Services/Sync/Server/DesignNotes

From MozillaWiki
< Services‎ | Sync‎ | Server
Jump to: navigation, search

Overview of used tools

  • Apache
  • mod_wsgi 3.2
  • Python 2.6.x
  • Paste 1.7.4
  • PasteScript 1.7.3
  • PasteDeploy 1.3.3
  • SQLAlchemy 0.6.2
  • MySQL-Python 1.2.3c1
  • python-ldap 2.3.11
  • WebOb 0.9.8
  • Routes 1.12.3

Development tools (optional)

  • distribute 0.6.13
  • virtualenv 1.4.9

Framework

Since we don't need any specific web framework feature, let's KISS and use a pure Python implementation that uses the minimal set of tools to interact with incoming requests.

Web: WebOb + Routes

We want to use WSGI capable tools of course, since it's the Python standard for web applications.

The suggested tools are:

  • WebOb: Request / Response wrapper
  • Routes: Request dispatcher

Those are used in numerous web frameworks and are rock-solid. WebOb is maintained by Ian, and provides simple objects to read the requests and write the responses.

Routes is a non-intrusive request dispatcher inspired by RoR and is used by Pylons. Unlike some other request dispatchers, Routes doesn't forces the developers to have a tree of objects in the application. It's a bit similar to Django's one, but without the regexp.

Data : python-ldap + SQLALchemy

Sync currently uses a mix of MySQL and LDAP for storage.

For ldap, Python has python-ldap, which is a robust connector for OpenLDAP and ActiveDirectory.

For SQL, we want to use SQLAlchemy. This is the most used ORM in the Python community and has very advanced features. Besides its ORM features, SQLALchemy provides useful low-level APIs that allows us to bypass the ORM logic when we need more speed.

SQLAlchemy has drivers for all majors DB systems, meaning that we can run the server on SQLite, MySQL or Postgres just through configuration. This is useful for the tests, and useful for running the server on any box with no hassle.

In any case, a DB abstract layer like the one we have in php, will let us implement any kind of backend for experiments (dummy in memory, GAE's specific ORM, S3, etc)

[Given the simplicity of the data model, we'll probably want to use SQLAlchemy without any of its ORM features, just as a SQL/connection abstraction layer -- Ian]

[I did a few benches this morning, just to quickly check the overhead SQLAlchemy adds on pure reading. It creates a connection + a select, or a connection + several selects, on the users table (5000 rows)

As expected, the overhead is quite small when SQLAlchemy is used without binding objects, and sometimes a bit faster when we don't retrieve back a lot of lines.

**Listed records**

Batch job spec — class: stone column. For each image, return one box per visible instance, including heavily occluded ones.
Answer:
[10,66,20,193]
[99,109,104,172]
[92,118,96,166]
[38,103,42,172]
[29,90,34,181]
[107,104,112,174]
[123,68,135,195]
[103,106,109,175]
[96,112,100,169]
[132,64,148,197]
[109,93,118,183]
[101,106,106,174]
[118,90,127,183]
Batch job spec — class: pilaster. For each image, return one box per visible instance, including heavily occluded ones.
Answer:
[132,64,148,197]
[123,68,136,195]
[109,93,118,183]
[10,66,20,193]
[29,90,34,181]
---
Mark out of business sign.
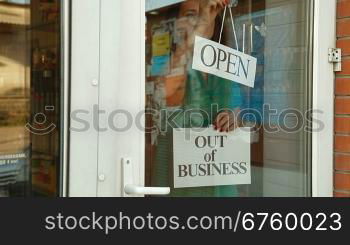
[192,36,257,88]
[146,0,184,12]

**Work to be completed**
Revise the Sync server design notes by writing them out again from "Those are used" up to and including "LDAP for storage.", with "rock-solid" replaced by "battle-tested".

**Exercise output**
Those are used in numerous web frameworks and are battle-tested. WebOb is maintained by Ian, and provides simple objects to read the requests and write the responses.

Routes is a non-intrusive request dispatcher inspired by RoR and is used by Pylons. Unlike some other request dispatchers, Routes doesn't forces the developers to have a tree of objects in the application. It's a bit similar to Django's one, but without the regexp.

Data : python-ldap + SQLALchemy

Sync currently uses a mix of MySQL and LDAP for storage.